§ **WHAT IS EXPECTED**: Copy out the records again. Change nothing.

Data extracted from a collection

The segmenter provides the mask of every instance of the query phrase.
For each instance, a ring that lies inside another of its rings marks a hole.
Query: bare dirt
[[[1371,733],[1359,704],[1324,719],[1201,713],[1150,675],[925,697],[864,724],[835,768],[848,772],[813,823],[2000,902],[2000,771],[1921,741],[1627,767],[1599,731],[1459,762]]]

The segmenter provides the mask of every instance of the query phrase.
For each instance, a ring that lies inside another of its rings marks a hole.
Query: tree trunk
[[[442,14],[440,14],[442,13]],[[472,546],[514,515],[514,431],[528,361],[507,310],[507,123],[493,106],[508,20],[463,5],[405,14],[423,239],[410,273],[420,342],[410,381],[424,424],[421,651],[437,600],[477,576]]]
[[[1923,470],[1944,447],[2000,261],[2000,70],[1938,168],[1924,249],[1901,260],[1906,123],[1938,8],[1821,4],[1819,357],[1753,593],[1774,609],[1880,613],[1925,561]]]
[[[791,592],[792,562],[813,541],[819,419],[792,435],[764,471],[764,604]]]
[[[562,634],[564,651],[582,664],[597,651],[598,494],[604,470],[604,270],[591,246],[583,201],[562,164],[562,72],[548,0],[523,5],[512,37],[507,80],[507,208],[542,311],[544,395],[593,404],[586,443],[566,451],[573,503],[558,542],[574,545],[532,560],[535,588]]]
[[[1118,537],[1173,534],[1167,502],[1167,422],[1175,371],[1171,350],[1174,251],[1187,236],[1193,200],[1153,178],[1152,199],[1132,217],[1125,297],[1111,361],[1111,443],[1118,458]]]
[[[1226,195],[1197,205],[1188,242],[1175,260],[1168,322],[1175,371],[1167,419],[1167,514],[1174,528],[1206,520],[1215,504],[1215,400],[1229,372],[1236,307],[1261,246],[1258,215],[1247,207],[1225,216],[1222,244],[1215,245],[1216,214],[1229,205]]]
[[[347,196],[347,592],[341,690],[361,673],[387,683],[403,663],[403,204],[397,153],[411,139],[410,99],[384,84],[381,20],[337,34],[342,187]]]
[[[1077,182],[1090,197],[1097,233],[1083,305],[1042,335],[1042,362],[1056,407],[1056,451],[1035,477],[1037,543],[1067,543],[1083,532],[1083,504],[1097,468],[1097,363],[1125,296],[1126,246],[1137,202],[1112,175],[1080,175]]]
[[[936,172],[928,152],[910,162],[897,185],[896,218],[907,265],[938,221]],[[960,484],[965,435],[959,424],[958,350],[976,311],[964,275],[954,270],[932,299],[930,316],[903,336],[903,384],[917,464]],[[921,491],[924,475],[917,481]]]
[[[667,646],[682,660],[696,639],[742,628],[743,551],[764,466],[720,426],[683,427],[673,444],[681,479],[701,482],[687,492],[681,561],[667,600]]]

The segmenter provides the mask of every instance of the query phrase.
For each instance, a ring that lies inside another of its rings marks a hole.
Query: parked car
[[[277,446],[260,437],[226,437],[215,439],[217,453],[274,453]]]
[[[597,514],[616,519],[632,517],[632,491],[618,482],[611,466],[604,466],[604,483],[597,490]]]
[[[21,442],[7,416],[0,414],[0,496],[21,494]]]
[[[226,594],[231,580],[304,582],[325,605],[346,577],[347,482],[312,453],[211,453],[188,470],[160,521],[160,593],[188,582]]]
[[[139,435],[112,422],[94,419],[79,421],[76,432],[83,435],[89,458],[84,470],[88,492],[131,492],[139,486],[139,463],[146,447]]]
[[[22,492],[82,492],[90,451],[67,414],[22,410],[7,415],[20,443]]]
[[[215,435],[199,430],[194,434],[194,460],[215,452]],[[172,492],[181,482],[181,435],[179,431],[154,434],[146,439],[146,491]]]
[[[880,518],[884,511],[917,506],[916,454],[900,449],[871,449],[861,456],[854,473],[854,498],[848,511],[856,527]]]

§ **RESPONSE AREA**:
The segmenter provides the mask of every instance of the query phrase.
For each instance, a ring that lies inside another of its rings marks a hole.
Query: bare dirt
[[[1371,733],[1359,704],[1324,719],[1201,713],[1150,675],[925,697],[864,724],[835,768],[848,772],[813,823],[2000,902],[2000,771],[1921,741],[1627,767],[1599,731],[1459,762]]]

The segmenter provides the mask of every instance of the query phrase.
For each instance, a ring that lies inside another of its rings marks a hole.
Query: tree trunk
[[[442,14],[440,14],[442,13]],[[472,546],[514,515],[514,431],[528,361],[507,310],[507,123],[493,106],[508,20],[463,5],[405,14],[423,239],[410,273],[420,342],[410,381],[424,424],[421,651],[437,600],[477,576]]]
[[[1923,470],[1944,447],[2000,261],[2000,70],[1938,168],[1924,249],[1901,260],[1906,123],[1938,8],[1821,4],[1819,357],[1753,593],[1774,609],[1880,613],[1925,561]]]
[[[791,592],[792,562],[813,541],[819,419],[792,435],[764,471],[764,604]]]
[[[562,634],[564,651],[582,664],[597,651],[598,494],[604,470],[604,270],[591,246],[583,201],[562,164],[562,72],[548,0],[523,5],[512,37],[507,80],[507,208],[542,311],[544,395],[593,404],[586,443],[566,451],[573,503],[558,542],[574,545],[532,560],[535,588]]]
[[[1118,537],[1173,534],[1167,502],[1167,422],[1175,371],[1171,350],[1174,251],[1187,236],[1193,200],[1153,178],[1152,199],[1132,217],[1125,297],[1111,361],[1111,443],[1118,458]]]
[[[1226,195],[1197,205],[1188,242],[1175,260],[1168,322],[1175,371],[1167,419],[1167,514],[1174,528],[1206,520],[1215,504],[1215,400],[1229,372],[1236,307],[1261,246],[1258,215],[1247,207],[1225,216],[1222,244],[1215,245],[1216,214],[1229,205]]]
[[[347,196],[347,592],[341,690],[361,673],[387,683],[403,663],[403,204],[397,153],[411,139],[410,99],[384,84],[381,20],[337,34],[342,187]]]
[[[1077,182],[1090,197],[1097,233],[1083,305],[1042,335],[1042,362],[1056,407],[1056,451],[1035,477],[1037,543],[1067,543],[1083,532],[1083,504],[1097,468],[1097,363],[1125,296],[1126,246],[1137,202],[1112,175],[1080,175]]]
[[[936,172],[928,152],[910,162],[897,185],[896,218],[907,265],[938,221]],[[960,484],[965,435],[959,424],[958,350],[976,311],[964,275],[954,270],[932,299],[930,316],[903,336],[903,384],[917,464]],[[921,491],[924,475],[917,481]]]
[[[667,646],[682,660],[696,639],[742,628],[743,551],[764,466],[720,426],[683,427],[673,444],[681,479],[701,482],[687,492],[681,561],[667,600]]]

The segmenter provides the mask of every instance of the query phrase.
For each instance, a ring that lies inside another of its rings marks a hole.
Query: parked car
[[[277,446],[260,437],[226,437],[215,439],[217,453],[274,453]]]
[[[597,514],[616,519],[632,517],[632,491],[618,482],[611,466],[604,466],[604,483],[597,490]]]
[[[21,442],[7,416],[0,414],[0,496],[21,494]]]
[[[226,594],[231,580],[304,582],[325,605],[346,577],[347,482],[312,453],[211,453],[188,470],[160,521],[160,593],[188,582]]]
[[[139,435],[112,422],[94,419],[79,421],[76,432],[83,435],[89,458],[84,470],[88,492],[131,492],[139,486],[139,463],[146,447]]]
[[[22,492],[82,492],[90,451],[67,414],[22,410],[7,415],[20,443]]]
[[[215,435],[199,430],[194,434],[194,460],[215,452]],[[172,492],[181,482],[181,435],[179,431],[154,434],[146,439],[146,491]]]
[[[880,518],[884,511],[917,506],[916,454],[900,449],[871,449],[861,456],[854,473],[854,498],[848,511],[856,527]]]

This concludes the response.